Leave every picture out. Set down all the lines below exactly.

————————

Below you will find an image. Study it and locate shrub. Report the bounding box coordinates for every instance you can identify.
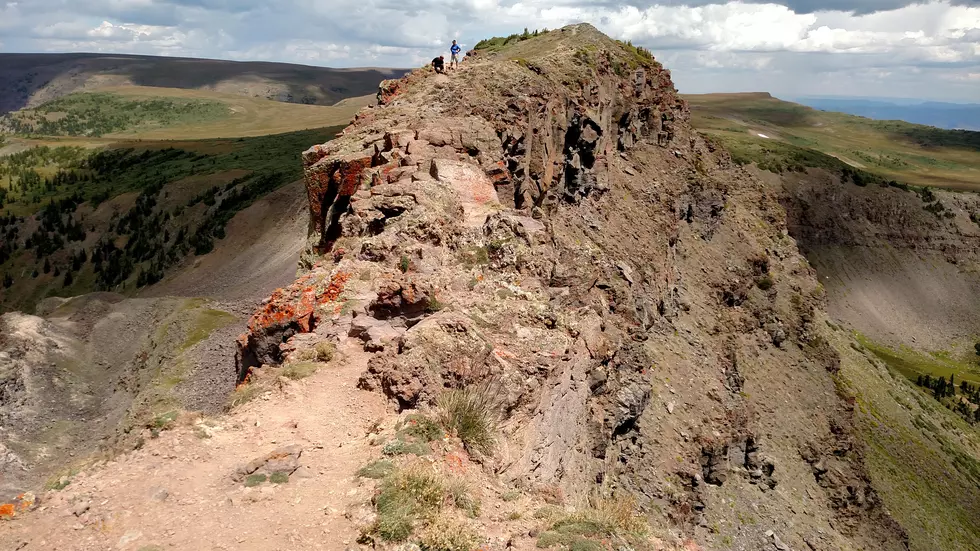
[375,469,445,541]
[756,275,774,291]
[152,411,179,430]
[314,341,335,362]
[357,459,396,479]
[437,382,501,456]
[399,254,410,273]
[536,495,647,549]
[418,517,480,551]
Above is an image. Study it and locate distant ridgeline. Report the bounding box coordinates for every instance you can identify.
[0,126,343,312]
[685,93,980,203]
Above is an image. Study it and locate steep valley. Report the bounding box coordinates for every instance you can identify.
[1,25,979,551]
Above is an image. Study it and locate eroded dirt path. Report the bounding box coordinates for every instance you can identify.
[1,344,386,551]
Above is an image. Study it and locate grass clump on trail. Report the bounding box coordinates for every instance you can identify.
[357,459,396,479]
[418,517,481,551]
[437,382,501,456]
[535,495,649,550]
[227,381,268,409]
[280,361,319,380]
[368,466,481,547]
[374,468,446,541]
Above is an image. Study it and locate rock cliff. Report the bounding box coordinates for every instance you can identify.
[235,24,908,550]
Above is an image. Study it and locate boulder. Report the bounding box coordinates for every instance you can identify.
[234,444,303,482]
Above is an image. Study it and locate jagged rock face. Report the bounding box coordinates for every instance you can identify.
[239,24,908,551]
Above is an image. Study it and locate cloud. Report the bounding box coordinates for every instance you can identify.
[0,0,977,101]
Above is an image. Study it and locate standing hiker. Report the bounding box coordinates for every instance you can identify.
[450,40,461,70]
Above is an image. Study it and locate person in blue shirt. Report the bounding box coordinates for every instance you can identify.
[450,40,461,70]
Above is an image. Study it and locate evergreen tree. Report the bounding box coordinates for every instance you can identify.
[43,257,51,274]
[2,273,12,288]
[950,374,956,396]
[63,270,73,287]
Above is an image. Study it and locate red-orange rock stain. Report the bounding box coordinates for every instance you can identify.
[338,157,371,196]
[243,271,352,341]
[0,503,15,518]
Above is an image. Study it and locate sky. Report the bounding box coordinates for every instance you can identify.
[0,1,978,102]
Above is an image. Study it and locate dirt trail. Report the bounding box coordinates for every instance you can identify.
[0,343,387,551]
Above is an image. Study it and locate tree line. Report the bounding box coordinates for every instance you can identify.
[915,373,980,424]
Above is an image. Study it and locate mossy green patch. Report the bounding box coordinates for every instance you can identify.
[182,308,236,352]
[244,473,267,487]
[855,333,980,386]
[269,472,289,484]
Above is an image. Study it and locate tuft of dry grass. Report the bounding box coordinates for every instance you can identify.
[281,361,318,380]
[437,382,501,456]
[375,468,445,541]
[227,382,267,409]
[314,341,335,362]
[418,517,480,551]
[536,494,649,549]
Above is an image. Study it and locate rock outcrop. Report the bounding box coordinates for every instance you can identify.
[236,24,908,550]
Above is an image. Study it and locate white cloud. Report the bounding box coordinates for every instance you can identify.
[0,0,977,101]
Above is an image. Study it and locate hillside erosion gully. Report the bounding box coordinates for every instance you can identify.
[234,25,907,551]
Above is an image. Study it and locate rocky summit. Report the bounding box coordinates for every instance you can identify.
[229,24,906,550]
[4,23,947,551]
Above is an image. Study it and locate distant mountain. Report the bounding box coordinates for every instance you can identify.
[0,52,409,115]
[787,96,980,131]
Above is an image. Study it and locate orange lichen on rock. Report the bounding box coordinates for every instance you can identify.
[236,269,353,378]
[320,271,352,304]
[247,274,317,334]
[0,503,16,519]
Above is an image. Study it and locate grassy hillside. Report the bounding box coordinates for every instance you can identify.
[0,126,344,313]
[0,52,408,114]
[685,93,980,191]
[0,86,371,139]
[834,326,980,551]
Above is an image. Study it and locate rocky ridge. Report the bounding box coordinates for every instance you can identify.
[233,24,908,550]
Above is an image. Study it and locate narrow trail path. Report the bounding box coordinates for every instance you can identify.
[1,344,387,551]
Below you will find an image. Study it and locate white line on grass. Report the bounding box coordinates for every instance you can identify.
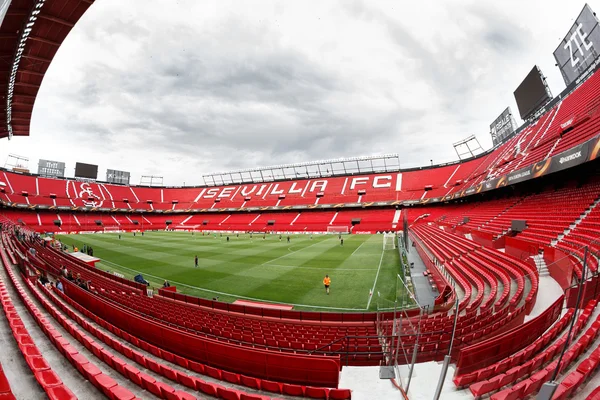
[261,237,332,265]
[350,238,369,257]
[99,259,367,311]
[267,263,377,271]
[365,249,386,310]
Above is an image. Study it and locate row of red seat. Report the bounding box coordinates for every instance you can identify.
[43,280,352,399]
[490,299,600,399]
[553,344,600,399]
[0,244,129,400]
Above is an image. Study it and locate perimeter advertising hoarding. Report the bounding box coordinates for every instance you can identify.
[106,169,131,185]
[554,4,600,86]
[513,66,552,120]
[74,162,98,180]
[37,159,65,178]
[490,107,517,146]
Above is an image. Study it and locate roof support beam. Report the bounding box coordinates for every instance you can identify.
[38,14,75,27]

————————

Solution for this task -
Below you will find an image. Study it and locate shrub. Report the bounding box coordinates for every instance you can identify.
[375,469,445,541]
[756,275,774,291]
[152,411,179,430]
[314,341,335,362]
[357,459,396,479]
[437,382,501,456]
[399,254,410,273]
[536,495,647,549]
[418,517,480,551]
Above is an image. Study it and locate distant ridgeline. Report the bounding box coordinates for every instance you can identify.
[0,126,343,312]
[685,93,980,203]
Above is an image. Study it and locate steep valley. Report the bounding box coordinates for every instance you can identify.
[1,25,979,551]
Above is an image. Study it and locate eroded dirt path. Report the bounding box coordinates for every instance you can identify.
[1,344,386,551]
Above is an image. Study it and locate grass clump on trail. Report the bounding box coordinates for every instance you can identify.
[357,459,396,479]
[418,517,481,551]
[437,382,501,456]
[535,495,649,550]
[227,381,268,409]
[280,361,319,380]
[368,466,481,547]
[374,468,446,541]
Above is an image. Study it and locate rock cliff. Report the bounding box coordinates for every instance you can identify.
[235,24,908,550]
Above is an image. Study it and locate boulder. Report the bounding box coordinates for every instance you can identify.
[234,444,303,482]
Above is an image. Study it and locate jagged rock face. Report the bounding box coordinates for every instance you can identify.
[239,24,908,551]
Above is an image. Study it and locate cloud. Report the bounding box coordinates for every instance you can identify.
[0,0,977,101]
Above is an image. Study it and locate standing hiker. Report the bounding box coordinates for every instance you can identify.
[450,40,461,70]
Above is an image. Study it and locate person in blue shirt. Report the bounding box coordinates for every instance you can identify.
[450,40,461,70]
Above is an image. Study it and locate evergreen tree. Report the bounding box coordinates for every instance you can identify.
[43,257,51,274]
[2,273,12,288]
[950,374,956,396]
[63,270,73,287]
Above is an image. Study it and locate red-orange rock stain. Report the bounding box coordinates for every instance you can identify.
[338,157,371,196]
[243,271,352,341]
[0,503,15,518]
Above is an image. Study it and locate sky. Report the bounding box coordinates for every instance you can identify.
[0,1,978,102]
Above is an image. Study it and locate dirt trail. Report the bounding box coordinates for every instance you can identify.
[0,343,387,551]
Above is an image. Study it and locate tree line. Report the bounding box coordinates for every instance you can identify.
[915,373,980,424]
Above is an image. Study it and locate mossy green patch. Report the bounding box coordinates for every instance you can identify.
[182,308,236,352]
[244,473,267,487]
[855,333,980,386]
[269,472,289,484]
Above is an image. Study it and locate tuft of dry grass. Report the bounding box coordinates for every instance you can identify.
[281,361,318,380]
[437,382,501,456]
[375,468,445,541]
[227,382,267,409]
[314,341,335,362]
[418,517,480,551]
[536,494,649,549]
Above is an image. Study it and locate rock outcrop. Report the bounding box coordinates for every instance you can identify.
[236,24,908,550]
Above is an image. Study it and locate white cloud. Report the bounding box coordinates for every instance you can identify.
[0,0,977,101]
Above is an image. Study it and locate hillside erosion gully. Report the bounding box coordinates for every instance you can identify.
[234,25,907,551]
Above is an image. Study it and locate rocky summit. Report the bounding box coordinates for every instance you can identify.
[229,24,906,550]
[4,23,947,551]
Above is an image. Study it and locate distant mountain. Report the bounding box coordinates for every instance you can identify.
[0,52,409,115]
[787,96,980,131]
Above is an image. Study it and locate orange lichen on rock. Report the bounding box coordinates for every instance you can identify.
[236,269,353,378]
[320,271,352,304]
[247,274,317,334]
[0,503,16,519]
Above is an image. Study it and locate grassy hillside. Report the bounding box coordinates for every instance you can identify.
[0,126,344,313]
[0,52,408,114]
[685,93,980,191]
[0,86,371,139]
[834,326,980,551]
Above is an image. Study it and locate rocky ridge. Report the bounding box coordinates for every instance you can identify.
[233,24,908,550]
Above is an image. Study it and locate narrow trail path. Report the bounding box coordinates for every instance you can identify.
[1,344,387,551]
Below you will find an image. Study it and locate white line on grass. Report the bounding box coordinates for every instance you can identify.
[261,237,332,265]
[350,238,369,257]
[99,259,367,311]
[267,263,377,271]
[365,249,386,310]
Above is an image. Study it and locate row of red seat. Report the bounding box coordinates for every instance you can identify.
[43,280,352,399]
[490,299,600,399]
[553,344,600,399]
[0,244,129,400]
Above is an image. Study it and locate perimeter advertising hoarding. Report the bounding box coordinates for every instance you can identify.
[106,169,131,185]
[554,4,600,86]
[513,66,552,120]
[74,162,98,180]
[37,159,65,178]
[490,107,517,146]
Above is an image. Study it and locate roof support beam. Report the bounding box coordinates for every instance you can identify.
[38,14,75,27]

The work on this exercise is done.